• **POTONGAN DOKUMEN**:
——

Peran Internasional dalam Membela Hak Asasi Manusia untuk Masyarakat Uyghur

Komentar oleh Dara Laras Santi

ARJUNA Research
6 min readAug 15, 2021

Sebanyak 12 juta masyarakat Uyghur tinggal di bagian barat laut Tiongkok, Daerah Otonomi Xinjiang Uyghur (XUAR). Masyarakat ini adalah suku etnis asli Xinjiang dan minoritas muslim yang hanya berjumlah kurang dari setengah populasi XUAR. Sedangkan suku asli Tiongkok, Han Chinese yang berjumlah 90% dari total populasi negara Tiongkok telah bermigrasi ke dalam daerah-daerah suku minoritas seperti XUAR dalam beberapa dekade terakhir. Oleh karenanya, masyarakat Uyghur merasa budaya dan penghidupan di daerah tersebut terancam. Sejak tahun 2015, narasi mulai bermunculan tentang masyarakat Uyghur yang berjumlah lebih dari satu juta orang yang telah ditahan di re-education camps yang dijalankan sebagai penjara dengan keamanan dan disiplin yang tinggi dan hukuman yang ketat (Anon., 2021).

——

• **TUGAS DAN LATIHAN**:
#1 Kutip bagian teks tentang masyarakat Uyghur, mulai dari "ARJUNA Research" dan berakhir pada "ketat (Anon., 2021).".
#2 Dalam satu hingga tiga kalimat, jelaskan mengapa masyarakat Uyghur merasa budaya dan penghidupan mereka di XUAR terancam, menurut teks tentang masyarakat Uyghur.

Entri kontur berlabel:
——

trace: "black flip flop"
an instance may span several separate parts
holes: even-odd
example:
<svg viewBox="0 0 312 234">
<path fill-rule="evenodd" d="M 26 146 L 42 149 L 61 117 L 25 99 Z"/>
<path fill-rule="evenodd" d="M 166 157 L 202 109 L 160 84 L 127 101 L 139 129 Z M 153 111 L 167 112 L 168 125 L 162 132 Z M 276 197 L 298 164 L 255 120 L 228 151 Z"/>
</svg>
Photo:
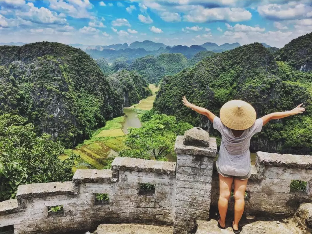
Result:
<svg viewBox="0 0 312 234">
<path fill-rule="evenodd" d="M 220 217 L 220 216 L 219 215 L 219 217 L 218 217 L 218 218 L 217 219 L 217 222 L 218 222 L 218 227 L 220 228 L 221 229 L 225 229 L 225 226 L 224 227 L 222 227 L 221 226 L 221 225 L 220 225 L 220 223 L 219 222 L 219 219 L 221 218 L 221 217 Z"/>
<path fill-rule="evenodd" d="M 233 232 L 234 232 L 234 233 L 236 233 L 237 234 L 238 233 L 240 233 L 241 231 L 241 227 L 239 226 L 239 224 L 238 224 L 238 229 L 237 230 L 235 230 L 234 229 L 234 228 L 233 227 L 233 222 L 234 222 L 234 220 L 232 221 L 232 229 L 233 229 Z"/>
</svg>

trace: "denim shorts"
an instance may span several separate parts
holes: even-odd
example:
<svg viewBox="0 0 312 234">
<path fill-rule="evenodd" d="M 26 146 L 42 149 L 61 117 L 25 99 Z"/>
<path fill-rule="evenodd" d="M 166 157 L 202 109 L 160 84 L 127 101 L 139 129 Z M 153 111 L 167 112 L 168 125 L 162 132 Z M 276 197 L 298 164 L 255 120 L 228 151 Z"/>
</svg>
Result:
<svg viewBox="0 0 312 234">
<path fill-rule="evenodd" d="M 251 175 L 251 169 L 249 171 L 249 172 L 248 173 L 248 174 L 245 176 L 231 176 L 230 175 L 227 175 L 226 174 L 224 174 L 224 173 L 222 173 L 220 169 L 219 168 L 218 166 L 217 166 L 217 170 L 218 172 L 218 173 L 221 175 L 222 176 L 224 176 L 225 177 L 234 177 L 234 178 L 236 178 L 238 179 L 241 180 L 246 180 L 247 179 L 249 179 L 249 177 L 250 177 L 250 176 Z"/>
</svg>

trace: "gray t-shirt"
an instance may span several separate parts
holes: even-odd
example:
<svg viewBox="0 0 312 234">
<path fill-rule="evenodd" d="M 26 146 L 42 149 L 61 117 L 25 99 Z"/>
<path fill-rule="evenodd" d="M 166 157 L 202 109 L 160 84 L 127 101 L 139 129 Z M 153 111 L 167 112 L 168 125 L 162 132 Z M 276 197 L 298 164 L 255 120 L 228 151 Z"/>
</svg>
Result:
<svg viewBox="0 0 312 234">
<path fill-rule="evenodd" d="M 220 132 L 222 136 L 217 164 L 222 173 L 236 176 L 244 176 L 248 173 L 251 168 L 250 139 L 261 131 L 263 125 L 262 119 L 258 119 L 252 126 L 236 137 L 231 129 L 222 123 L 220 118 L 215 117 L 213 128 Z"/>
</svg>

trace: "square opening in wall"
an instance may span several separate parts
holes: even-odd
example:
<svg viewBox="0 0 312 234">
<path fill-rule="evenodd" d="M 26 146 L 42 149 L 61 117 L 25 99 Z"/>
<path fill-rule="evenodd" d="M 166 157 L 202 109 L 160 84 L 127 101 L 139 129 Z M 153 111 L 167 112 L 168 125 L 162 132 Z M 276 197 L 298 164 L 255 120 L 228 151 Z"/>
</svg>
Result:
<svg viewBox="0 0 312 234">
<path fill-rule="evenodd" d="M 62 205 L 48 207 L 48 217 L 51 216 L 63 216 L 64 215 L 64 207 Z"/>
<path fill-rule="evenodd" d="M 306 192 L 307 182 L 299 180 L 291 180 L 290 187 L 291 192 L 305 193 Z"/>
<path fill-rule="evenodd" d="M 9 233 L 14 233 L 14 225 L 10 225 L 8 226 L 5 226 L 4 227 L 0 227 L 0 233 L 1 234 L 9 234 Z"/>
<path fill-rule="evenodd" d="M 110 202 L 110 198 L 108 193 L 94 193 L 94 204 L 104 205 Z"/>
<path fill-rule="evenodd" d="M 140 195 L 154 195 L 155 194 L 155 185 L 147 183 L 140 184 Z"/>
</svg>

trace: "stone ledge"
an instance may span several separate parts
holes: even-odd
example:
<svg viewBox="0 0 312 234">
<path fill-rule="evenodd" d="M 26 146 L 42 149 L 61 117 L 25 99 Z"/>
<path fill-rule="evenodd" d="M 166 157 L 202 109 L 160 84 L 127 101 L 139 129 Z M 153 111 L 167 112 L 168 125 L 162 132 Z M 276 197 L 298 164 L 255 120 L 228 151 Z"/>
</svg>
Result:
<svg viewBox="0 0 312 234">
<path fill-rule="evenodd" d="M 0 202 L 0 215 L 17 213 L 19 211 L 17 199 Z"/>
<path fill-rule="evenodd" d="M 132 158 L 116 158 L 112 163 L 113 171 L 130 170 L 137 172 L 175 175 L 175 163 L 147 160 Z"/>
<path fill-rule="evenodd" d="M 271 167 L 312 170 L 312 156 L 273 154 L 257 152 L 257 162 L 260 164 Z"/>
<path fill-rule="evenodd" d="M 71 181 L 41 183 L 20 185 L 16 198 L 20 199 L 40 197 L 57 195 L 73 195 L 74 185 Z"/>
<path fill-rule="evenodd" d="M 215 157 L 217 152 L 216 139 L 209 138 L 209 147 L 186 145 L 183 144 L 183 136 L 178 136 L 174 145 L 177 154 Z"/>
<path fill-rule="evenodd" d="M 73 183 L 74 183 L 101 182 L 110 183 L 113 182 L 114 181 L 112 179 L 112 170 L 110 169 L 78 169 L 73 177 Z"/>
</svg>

——

• **HASIL TUGAS**:
#1
ARJUNA Research
6 min readAug 15, 2021

Sebanyak 12 juta masyarakat Uyghur tinggal di bagian barat laut Tiongkok, Daerah Otonomi Xinjiang Uyghur (XUAR). Masyarakat ini adalah suku etnis asli Xinjiang dan minoritas muslim yang hanya berjumlah kurang dari setengah populasi XUAR. Sedangkan suku asli Tiongkok, Han Chinese yang berjumlah 90% dari total populasi negara Tiongkok telah bermigrasi ke dalam daerah-daerah suku minoritas seperti XUAR dalam beberapa dekade terakhir. Oleh karenanya, masyarakat Uyghur merasa budaya dan penghidupan di daerah tersebut terancam. Sejak tahun 2015, narasi mulai bermunculan tentang masyarakat Uyghur yang berjumlah lebih dari satu juta orang yang telah ditahan di re-education camps yang dijalankan sebagai penjara dengan keamanan dan disiplin yang tinggi dan hukuman yang ketat (Anon., 2021).

#2 Suku Han Chinese, yang berjumlah 90% dari total populasi Tiongkok, telah bermigrasi ke daerah-daerah suku minoritas seperti XUAR dalam beberapa dekade terakhir. Karena itu, masyarakat Uyghur merasa budaya dan penghidupan mereka di daerah tersebut terancam.